Problem statement | Rewrite the following lines, changing every "precise bounding-box annotator" to "careful box annotator" and keeping all other text the same.

BEGIN

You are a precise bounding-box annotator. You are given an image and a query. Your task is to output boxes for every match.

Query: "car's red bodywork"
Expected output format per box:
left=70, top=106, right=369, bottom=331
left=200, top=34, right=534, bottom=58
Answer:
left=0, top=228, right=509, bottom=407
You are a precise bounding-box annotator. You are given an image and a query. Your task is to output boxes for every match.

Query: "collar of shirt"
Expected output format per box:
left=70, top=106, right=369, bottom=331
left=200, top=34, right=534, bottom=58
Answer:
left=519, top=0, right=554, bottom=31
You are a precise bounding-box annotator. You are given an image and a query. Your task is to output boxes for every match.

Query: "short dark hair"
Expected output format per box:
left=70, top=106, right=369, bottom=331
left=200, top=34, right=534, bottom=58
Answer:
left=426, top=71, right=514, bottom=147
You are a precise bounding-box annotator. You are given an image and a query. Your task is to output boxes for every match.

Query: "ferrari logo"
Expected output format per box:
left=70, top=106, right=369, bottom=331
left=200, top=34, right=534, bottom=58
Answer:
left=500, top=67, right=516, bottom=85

END

Answer |
You are a careful box annotator. You are given an image and a query. Your task is to output boxes for every match.

Query: "car's red bodywork"
Expected output format per box:
left=70, top=106, right=369, bottom=331
left=200, top=34, right=534, bottom=58
Answer:
left=0, top=228, right=509, bottom=407
You are a careful box annotator. You are given an image and a query. Your task is to output boxes for every match.

Query: "collar of shirt"
Expected output format per box:
left=70, top=106, right=369, bottom=331
left=200, top=34, right=534, bottom=58
Answer:
left=519, top=0, right=554, bottom=31
You are a careful box annotator. You are given an image and a query. Your task is to output boxes for every match.

Query: "short dark hair"
Expected output format per box:
left=70, top=106, right=369, bottom=331
left=200, top=34, right=534, bottom=58
Answer:
left=426, top=71, right=514, bottom=147
You are a careful box annotator. You are given an image and a query. Your task is to output boxes for every match.

Query: "ferrari logo"
Expected output format per box:
left=70, top=106, right=369, bottom=331
left=200, top=34, right=534, bottom=58
Answer:
left=500, top=67, right=516, bottom=85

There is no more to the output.